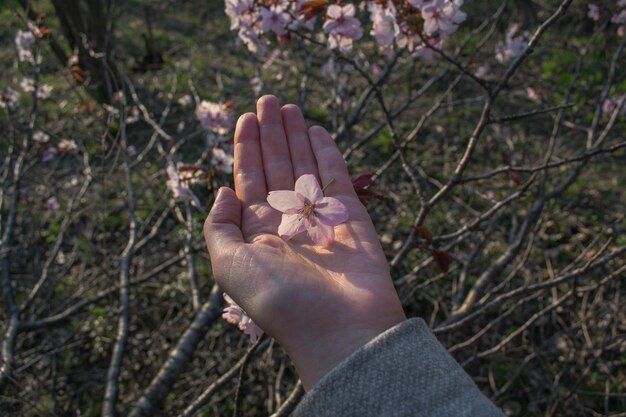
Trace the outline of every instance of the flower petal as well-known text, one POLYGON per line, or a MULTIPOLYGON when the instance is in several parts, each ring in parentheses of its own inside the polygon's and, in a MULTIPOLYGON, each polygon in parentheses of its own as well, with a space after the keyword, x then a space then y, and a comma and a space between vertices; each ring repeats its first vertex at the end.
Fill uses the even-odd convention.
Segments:
MULTIPOLYGON (((296 181, 296 192, 306 198, 308 203, 315 203, 324 197, 315 175, 304 174, 296 181)), ((306 203, 306 202, 305 202, 306 203)))
POLYGON ((243 332, 250 336, 250 342, 254 343, 263 334, 263 329, 257 326, 255 322, 250 320, 248 323, 246 323, 246 328, 243 332))
POLYGON ((336 198, 324 197, 315 205, 315 215, 329 226, 335 226, 348 220, 348 208, 336 198))
POLYGON ((278 226, 278 235, 284 240, 289 240, 298 233, 306 230, 300 214, 283 214, 283 218, 278 226))
POLYGON ((239 307, 228 306, 222 312, 222 318, 230 324, 239 324, 243 317, 243 311, 239 307))
POLYGON ((306 231, 318 246, 328 246, 335 241, 335 230, 333 226, 324 223, 319 218, 311 217, 304 220, 306 231))
POLYGON ((287 214, 296 214, 304 206, 304 202, 295 191, 270 191, 267 202, 272 208, 287 214))

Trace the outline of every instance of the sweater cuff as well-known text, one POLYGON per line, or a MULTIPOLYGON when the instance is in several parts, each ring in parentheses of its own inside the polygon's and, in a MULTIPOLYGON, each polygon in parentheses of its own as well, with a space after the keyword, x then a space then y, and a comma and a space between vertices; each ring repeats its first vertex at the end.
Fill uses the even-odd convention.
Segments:
POLYGON ((498 416, 421 319, 378 335, 308 392, 294 416, 498 416))

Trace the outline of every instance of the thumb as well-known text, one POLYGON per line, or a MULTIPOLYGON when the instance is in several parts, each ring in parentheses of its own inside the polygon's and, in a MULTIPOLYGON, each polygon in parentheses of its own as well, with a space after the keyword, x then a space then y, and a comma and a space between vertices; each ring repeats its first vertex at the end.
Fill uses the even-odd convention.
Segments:
POLYGON ((241 204, 235 192, 228 187, 222 187, 217 192, 211 212, 204 222, 204 240, 213 265, 222 262, 222 256, 232 254, 237 246, 244 243, 241 204))

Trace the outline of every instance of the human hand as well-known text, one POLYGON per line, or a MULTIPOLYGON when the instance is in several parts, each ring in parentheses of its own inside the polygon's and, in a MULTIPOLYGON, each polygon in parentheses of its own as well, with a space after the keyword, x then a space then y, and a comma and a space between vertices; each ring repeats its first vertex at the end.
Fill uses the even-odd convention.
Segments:
POLYGON ((307 129, 295 105, 261 97, 235 129, 235 189, 219 190, 205 226, 221 288, 291 357, 310 389, 341 360, 405 320, 378 235, 345 161, 325 129, 307 129), (277 236, 281 213, 267 203, 301 175, 332 184, 325 195, 348 209, 328 247, 306 233, 277 236))

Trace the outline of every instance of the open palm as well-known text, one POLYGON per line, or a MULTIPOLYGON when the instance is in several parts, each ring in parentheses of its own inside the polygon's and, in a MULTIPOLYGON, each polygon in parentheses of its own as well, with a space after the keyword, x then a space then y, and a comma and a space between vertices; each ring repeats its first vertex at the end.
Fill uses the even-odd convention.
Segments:
POLYGON ((218 284, 294 361, 312 386, 341 359, 404 319, 367 210, 330 135, 307 129, 300 109, 264 96, 235 131, 235 193, 222 189, 205 224, 218 284), (277 236, 281 213, 269 191, 293 190, 301 175, 332 184, 325 194, 348 209, 335 242, 306 233, 277 236))

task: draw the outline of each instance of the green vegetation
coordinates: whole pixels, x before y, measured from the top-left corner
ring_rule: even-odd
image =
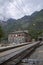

#####

## What is being asked
Only the pictures stay out; everything else in the listing above must be repeated exactly.

## Exercise result
Trace the outline of every instance of the flower petal as well-known text, one POLYGON per line, or a MULTIPOLYGON when the instance is in several parts, each ring in parentheses of its own inside the polygon's and, in a MULTIPOLYGON, each polygon in parentheses of its own as well, with a space after the keyword, x then a space then y, and a comma and a space between vertices; each ring repeats its first vertex at the end.
Fill uses the even-odd convention.
Segments:
MULTIPOLYGON (((296 181, 296 192, 306 198, 308 203, 315 203, 324 197, 315 175, 304 174, 296 181)), ((306 203, 306 202, 305 202, 306 203)))
POLYGON ((243 332, 250 336, 250 342, 254 343, 263 334, 263 329, 257 326, 255 322, 250 320, 248 323, 246 323, 246 328, 243 332))
POLYGON ((336 198, 324 197, 315 205, 315 215, 329 226, 335 226, 348 220, 348 208, 336 198))
POLYGON ((278 226, 278 235, 284 240, 289 240, 298 233, 306 230, 300 214, 283 214, 283 218, 278 226))
POLYGON ((239 307, 228 306, 222 312, 222 318, 230 324, 239 324, 243 317, 243 311, 239 307))
POLYGON ((306 231, 318 246, 328 246, 335 241, 335 230, 333 226, 324 223, 319 218, 311 217, 304 220, 306 231))
POLYGON ((287 214, 296 214, 304 206, 304 202, 295 191, 270 191, 267 202, 272 208, 287 214))

Trace the outline of every instance of the sweater cuff as well-known text, one POLYGON per line, or a MULTIPOLYGON when the instance is in several parts, each ring in parentheses of its own inside the polygon's and, in a MULTIPOLYGON, each polygon in parentheses of its own as well, with a space after the keyword, x then a space then y, and a comma and a space between vertices; each ring repeats its first vertex at the end.
Fill uses the even-odd convention.
Segments:
POLYGON ((498 416, 421 319, 378 335, 308 392, 294 416, 498 416))

Trace the outline of every instance of the thumb as well-known text, one POLYGON per line, or a MULTIPOLYGON when the instance is in several parts, each ring in parentheses of its own inside the polygon's and, in a MULTIPOLYGON, each polygon in parentheses of its own as well, with a space after the keyword, x then a space then y, and a comma and a space between vertices; each ring repeats its first vertex at the end.
Fill uses the even-odd convention.
Segments:
POLYGON ((241 204, 235 192, 228 187, 222 187, 217 192, 211 212, 204 222, 204 240, 213 265, 222 262, 222 256, 232 254, 237 246, 244 243, 241 204))

Trace the outline of every instance of the human hand as well-known text, one POLYGON per line, or a MULTIPOLYGON when the instance is in several parts, each ring in parentheses of its own inside the polygon's and, in a MULTIPOLYGON, each polygon in parentheses of its own as well, with a space after the keyword, x then a space then y, and a comma and a space between vertices; each ring repeats its first vertex at the end.
Fill uses the even-odd convention.
Segments:
POLYGON ((307 129, 295 105, 261 97, 235 129, 235 189, 219 190, 205 226, 221 288, 291 357, 310 389, 341 360, 405 320, 378 235, 345 161, 325 129, 307 129), (277 236, 281 213, 267 203, 301 175, 332 184, 325 195, 348 209, 328 247, 306 233, 277 236))

Trace the outline of every instance of the open palm as well-known text, one POLYGON per line, or a MULTIPOLYGON when the instance is in several parts, each ring in parentheses of its own inside the polygon's and, in a MULTIPOLYGON, each polygon in parentheses of its own as well, with a space after the keyword, x then a space then y, and a comma and a space between vertices; each ring repeats its first vertex at the end.
Fill uses the even-odd convention.
Segments:
POLYGON ((218 284, 294 361, 312 386, 341 359, 404 319, 367 210, 330 135, 307 129, 300 109, 264 96, 235 131, 235 193, 222 189, 205 224, 218 284), (277 236, 281 213, 269 191, 293 190, 301 175, 332 184, 325 194, 348 209, 335 242, 306 233, 277 236))

task: draw the outline of each instance of the green vegetation
coordinates: whole pixels, x before y, measured from the top-left corner
ring_rule: even-odd
image =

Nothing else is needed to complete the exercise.